■ Records shown:
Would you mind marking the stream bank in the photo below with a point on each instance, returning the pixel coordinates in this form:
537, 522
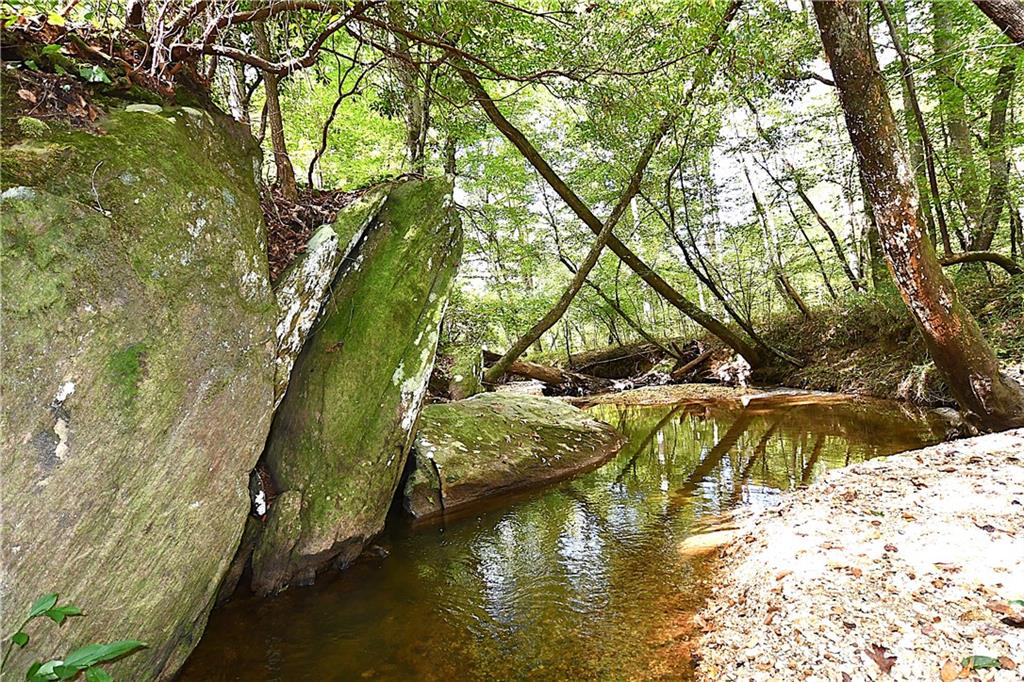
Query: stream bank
900, 568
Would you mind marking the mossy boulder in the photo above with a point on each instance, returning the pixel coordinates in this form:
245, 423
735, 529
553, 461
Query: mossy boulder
342, 433
137, 376
302, 288
493, 443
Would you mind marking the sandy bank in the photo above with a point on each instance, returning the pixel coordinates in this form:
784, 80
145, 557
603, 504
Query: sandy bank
908, 564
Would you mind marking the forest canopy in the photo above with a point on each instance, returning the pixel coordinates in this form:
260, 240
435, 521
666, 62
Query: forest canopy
634, 171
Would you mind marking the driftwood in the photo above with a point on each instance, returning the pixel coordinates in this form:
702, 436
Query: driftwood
558, 382
622, 361
680, 373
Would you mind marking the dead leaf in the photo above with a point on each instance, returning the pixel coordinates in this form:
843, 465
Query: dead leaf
950, 671
879, 654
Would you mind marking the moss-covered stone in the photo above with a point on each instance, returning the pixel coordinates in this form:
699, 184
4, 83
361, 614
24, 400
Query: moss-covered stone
137, 375
494, 443
302, 288
466, 373
342, 433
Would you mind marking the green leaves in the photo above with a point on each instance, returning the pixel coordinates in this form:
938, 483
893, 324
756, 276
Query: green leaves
81, 659
42, 604
59, 613
980, 663
93, 74
84, 659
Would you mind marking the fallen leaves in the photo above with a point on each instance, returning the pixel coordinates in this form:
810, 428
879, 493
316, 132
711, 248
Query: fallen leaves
880, 655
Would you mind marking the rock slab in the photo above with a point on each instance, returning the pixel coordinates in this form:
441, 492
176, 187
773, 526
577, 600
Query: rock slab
494, 443
342, 433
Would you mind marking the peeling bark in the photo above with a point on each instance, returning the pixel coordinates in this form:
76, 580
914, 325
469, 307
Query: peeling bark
952, 336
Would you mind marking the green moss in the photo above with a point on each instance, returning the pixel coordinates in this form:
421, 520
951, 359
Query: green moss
33, 127
126, 368
342, 432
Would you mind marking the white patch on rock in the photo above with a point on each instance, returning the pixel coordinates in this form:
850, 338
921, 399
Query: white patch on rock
61, 430
66, 390
300, 295
18, 193
736, 372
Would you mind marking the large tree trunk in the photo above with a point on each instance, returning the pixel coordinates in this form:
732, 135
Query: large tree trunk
514, 135
952, 336
556, 312
1008, 14
282, 162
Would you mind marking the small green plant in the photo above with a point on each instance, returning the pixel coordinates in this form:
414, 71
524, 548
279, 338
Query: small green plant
83, 659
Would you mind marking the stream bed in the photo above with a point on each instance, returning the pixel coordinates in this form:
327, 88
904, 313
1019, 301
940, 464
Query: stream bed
581, 581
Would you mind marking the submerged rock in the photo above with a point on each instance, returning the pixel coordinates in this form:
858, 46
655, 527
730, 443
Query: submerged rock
499, 442
341, 435
137, 378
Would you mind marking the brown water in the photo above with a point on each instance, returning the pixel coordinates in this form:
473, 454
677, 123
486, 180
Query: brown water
582, 581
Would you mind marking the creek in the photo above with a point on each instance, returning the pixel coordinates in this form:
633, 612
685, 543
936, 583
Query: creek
584, 580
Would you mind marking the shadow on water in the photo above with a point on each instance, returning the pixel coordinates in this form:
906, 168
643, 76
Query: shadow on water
582, 581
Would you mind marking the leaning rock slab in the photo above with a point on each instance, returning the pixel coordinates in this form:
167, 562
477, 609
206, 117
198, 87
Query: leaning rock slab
341, 435
500, 442
137, 376
303, 287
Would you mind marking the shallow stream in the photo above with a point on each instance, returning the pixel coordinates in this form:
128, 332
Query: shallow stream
581, 581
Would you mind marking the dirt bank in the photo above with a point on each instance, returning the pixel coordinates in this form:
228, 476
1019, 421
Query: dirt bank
900, 568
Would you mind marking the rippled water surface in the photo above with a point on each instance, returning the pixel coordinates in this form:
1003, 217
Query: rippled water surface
583, 581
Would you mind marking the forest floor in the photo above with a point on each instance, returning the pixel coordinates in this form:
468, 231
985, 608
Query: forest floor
909, 567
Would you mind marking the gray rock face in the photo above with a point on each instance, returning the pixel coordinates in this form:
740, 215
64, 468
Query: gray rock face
342, 432
494, 443
302, 288
137, 376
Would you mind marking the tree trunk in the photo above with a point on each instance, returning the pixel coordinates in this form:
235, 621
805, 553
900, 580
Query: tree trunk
998, 166
556, 312
837, 245
952, 336
283, 164
561, 381
1007, 264
926, 140
1008, 14
752, 354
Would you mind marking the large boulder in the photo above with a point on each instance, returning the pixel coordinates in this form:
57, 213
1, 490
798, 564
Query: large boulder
137, 375
494, 443
342, 433
302, 288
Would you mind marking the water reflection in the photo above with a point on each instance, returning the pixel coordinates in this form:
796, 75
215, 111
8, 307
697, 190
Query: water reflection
583, 581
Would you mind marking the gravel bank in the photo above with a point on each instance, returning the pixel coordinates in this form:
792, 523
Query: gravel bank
893, 569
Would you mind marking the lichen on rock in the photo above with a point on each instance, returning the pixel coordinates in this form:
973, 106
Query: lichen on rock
493, 443
303, 287
342, 432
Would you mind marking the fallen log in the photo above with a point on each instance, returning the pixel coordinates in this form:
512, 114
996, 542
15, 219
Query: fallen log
680, 373
1006, 263
559, 382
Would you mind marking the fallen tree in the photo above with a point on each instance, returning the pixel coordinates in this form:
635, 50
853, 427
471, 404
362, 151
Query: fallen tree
558, 381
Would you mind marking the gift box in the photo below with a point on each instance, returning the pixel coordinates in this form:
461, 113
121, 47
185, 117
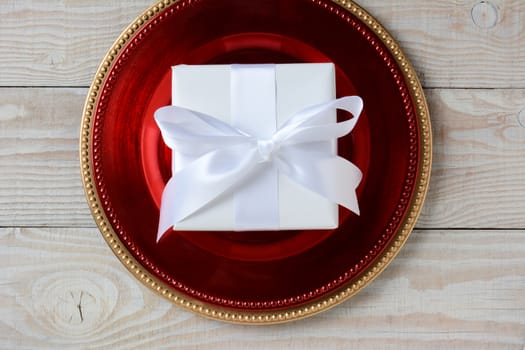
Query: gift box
256, 102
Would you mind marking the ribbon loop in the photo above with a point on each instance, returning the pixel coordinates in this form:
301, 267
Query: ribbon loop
230, 156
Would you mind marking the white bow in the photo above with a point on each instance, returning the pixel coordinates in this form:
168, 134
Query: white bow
225, 157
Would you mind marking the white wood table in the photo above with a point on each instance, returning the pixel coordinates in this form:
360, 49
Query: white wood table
459, 283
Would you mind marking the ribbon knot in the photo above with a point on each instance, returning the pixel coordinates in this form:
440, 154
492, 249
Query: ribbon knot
267, 149
224, 157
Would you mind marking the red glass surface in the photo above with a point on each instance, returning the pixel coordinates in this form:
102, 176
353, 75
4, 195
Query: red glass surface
254, 270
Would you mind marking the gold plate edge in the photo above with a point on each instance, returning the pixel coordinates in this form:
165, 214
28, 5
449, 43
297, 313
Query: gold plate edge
253, 317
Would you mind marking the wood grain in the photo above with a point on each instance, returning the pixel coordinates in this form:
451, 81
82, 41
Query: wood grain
451, 43
62, 288
477, 178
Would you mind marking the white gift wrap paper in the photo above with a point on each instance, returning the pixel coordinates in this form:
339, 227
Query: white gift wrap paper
258, 104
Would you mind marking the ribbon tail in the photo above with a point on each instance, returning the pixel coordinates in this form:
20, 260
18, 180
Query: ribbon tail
202, 181
332, 177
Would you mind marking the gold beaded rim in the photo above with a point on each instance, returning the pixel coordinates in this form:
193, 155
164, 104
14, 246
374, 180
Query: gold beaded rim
254, 317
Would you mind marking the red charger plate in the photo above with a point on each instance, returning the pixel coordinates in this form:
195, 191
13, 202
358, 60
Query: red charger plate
255, 277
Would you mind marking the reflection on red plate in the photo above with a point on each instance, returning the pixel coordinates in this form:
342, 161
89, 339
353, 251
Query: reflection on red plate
258, 271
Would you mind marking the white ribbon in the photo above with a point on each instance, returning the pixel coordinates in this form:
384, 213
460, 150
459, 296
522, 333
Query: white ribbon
224, 158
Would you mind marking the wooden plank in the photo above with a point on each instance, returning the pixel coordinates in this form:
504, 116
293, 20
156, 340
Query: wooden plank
63, 288
478, 160
451, 43
477, 178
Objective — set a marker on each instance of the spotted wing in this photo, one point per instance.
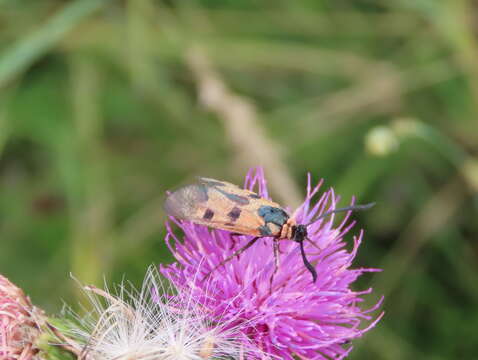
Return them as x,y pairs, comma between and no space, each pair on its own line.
220,205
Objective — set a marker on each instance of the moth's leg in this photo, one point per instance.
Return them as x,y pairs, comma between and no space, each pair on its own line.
307,264
236,253
276,262
315,245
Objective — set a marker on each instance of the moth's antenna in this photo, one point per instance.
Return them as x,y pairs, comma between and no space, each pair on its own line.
307,264
347,208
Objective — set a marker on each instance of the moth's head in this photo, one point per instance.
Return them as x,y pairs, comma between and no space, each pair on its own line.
300,233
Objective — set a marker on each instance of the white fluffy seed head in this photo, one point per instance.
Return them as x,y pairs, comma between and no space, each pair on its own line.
150,324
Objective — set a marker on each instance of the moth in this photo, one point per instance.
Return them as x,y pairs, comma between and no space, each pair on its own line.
222,205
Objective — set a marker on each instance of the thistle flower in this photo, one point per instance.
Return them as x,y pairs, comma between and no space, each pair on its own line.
18,323
292,316
151,324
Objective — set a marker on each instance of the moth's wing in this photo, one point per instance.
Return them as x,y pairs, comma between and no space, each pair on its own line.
184,202
233,189
224,206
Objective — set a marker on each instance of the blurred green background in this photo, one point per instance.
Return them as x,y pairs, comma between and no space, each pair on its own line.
106,104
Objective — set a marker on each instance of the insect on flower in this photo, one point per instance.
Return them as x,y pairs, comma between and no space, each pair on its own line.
222,205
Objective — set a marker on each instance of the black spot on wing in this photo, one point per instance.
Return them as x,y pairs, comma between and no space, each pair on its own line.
264,230
208,214
234,214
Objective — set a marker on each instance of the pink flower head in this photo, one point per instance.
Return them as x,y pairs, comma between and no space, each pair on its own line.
17,328
293,316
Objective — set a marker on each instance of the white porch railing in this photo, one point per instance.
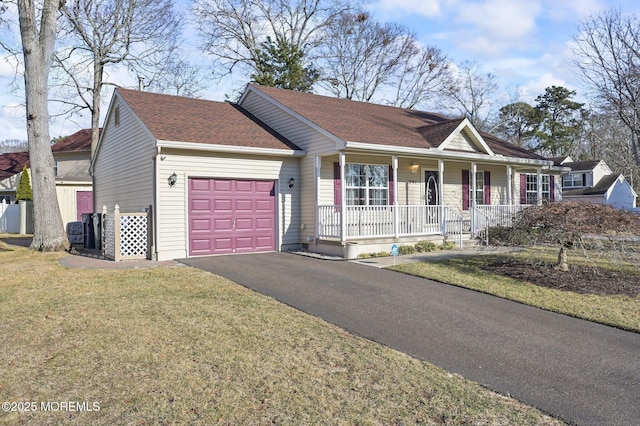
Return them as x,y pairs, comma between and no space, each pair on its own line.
413,220
379,221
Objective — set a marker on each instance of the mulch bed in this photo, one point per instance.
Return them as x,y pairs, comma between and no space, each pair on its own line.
579,279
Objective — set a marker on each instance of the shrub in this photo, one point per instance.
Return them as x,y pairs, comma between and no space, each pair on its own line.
447,245
425,246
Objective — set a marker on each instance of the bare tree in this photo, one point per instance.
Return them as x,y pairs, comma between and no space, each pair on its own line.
608,138
38,35
233,30
137,34
470,93
608,58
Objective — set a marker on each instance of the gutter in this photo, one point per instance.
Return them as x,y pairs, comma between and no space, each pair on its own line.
462,156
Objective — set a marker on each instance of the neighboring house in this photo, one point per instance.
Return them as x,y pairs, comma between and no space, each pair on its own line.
72,157
284,169
594,181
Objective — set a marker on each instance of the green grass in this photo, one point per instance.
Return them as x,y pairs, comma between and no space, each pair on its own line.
176,345
617,311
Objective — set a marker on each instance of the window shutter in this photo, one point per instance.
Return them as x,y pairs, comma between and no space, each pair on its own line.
523,189
465,190
337,185
392,189
487,188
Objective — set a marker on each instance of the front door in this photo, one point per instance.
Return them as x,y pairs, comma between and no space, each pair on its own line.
431,196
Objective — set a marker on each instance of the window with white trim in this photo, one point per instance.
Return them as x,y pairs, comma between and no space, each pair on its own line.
573,180
532,188
367,184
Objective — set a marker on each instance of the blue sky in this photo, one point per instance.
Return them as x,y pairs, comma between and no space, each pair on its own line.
526,44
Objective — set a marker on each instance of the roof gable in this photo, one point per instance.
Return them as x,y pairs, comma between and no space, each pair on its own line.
178,119
12,163
374,124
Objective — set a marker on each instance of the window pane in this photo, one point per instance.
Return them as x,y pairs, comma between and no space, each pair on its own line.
356,196
355,175
378,197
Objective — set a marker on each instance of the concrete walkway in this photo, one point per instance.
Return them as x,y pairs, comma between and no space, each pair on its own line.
579,371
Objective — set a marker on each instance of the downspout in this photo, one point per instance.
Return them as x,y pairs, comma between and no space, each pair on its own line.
156,197
396,213
474,170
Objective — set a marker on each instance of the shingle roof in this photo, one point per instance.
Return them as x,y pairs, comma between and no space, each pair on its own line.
582,165
600,188
12,163
355,121
79,141
179,119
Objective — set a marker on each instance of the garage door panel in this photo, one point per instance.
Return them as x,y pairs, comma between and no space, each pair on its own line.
200,225
222,225
231,216
197,185
223,205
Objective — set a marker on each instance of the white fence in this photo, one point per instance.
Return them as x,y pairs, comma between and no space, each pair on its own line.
125,236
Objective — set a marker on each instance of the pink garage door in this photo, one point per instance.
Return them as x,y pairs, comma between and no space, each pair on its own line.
231,216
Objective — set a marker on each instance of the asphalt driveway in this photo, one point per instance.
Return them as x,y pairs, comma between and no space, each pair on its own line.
576,370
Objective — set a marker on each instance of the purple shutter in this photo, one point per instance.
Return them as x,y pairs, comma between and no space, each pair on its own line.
337,185
465,190
487,188
392,189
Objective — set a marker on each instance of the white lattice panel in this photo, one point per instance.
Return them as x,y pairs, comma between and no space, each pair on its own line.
109,236
133,236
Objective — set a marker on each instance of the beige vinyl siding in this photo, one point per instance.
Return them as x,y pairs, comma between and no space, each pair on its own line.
173,207
67,200
123,169
304,136
74,164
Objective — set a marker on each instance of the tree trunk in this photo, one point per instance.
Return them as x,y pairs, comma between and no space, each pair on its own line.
562,260
37,46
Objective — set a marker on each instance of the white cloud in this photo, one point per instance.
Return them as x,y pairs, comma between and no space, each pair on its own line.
427,8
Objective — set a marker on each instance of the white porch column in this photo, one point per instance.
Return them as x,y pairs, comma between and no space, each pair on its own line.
318,164
396,213
343,200
441,195
472,196
509,185
539,186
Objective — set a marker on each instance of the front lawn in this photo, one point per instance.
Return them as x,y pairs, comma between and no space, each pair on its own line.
180,346
599,300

■ What the task requires: Give again only the lines starting at the one that contains "the pink garage" and running to the end of the data.

■ Solved problem:
Objective — set a marker on each instance of the pink garage door in this photo, one point per instance.
Return them as x,y pairs, comma between and no space, each pair on its own line.
231,216
Objective — set a marker on each instance of the asphalt driveway in this photo, one point per instance.
Return them as x,y pairs, comma between and no space, each pair on its own line.
576,370
Objective — set a marker on each instance of the purple shutter in this photo, one point per instance.
Return them as x,y pairs, comma between and no space, each pair on its own line.
337,185
465,190
487,188
392,189
Objective — set a marker on each instance of the white lattice panel in this photo, one point per instance.
Return them as x,y pairs, comma between and no space, each pair on its own line.
109,236
133,236
Objective — set a marker on each instance of the beige vinyl siding in this photo, one point per instance.
Return them as x,y pairs, comma between and no space, each pair on its own line.
173,207
67,200
123,169
304,136
74,164
Objective — set a marker on each instance of the tree trunk in this photo, one point per instance.
Return them as x,y pairs, comma between and no space, each pair on its own line.
562,260
37,46
Objective — set a marker on each instance of the white cloud in this photo, one point per instance.
Return them as x,y pairs, comma between and no space, each pair on its own line.
427,8
Objective — set a marker on each instance of the white porch column in this photo, one point per instance.
Return them as x,y pairs, comma between and no space, each pair on its own line.
318,164
396,213
343,200
441,195
472,196
509,185
539,186
Objective — set a marker on each instance of the front lawn in this photo, one point per instance.
Return them as x,y pairs, comma between and no space, each pair on its own line.
180,346
599,300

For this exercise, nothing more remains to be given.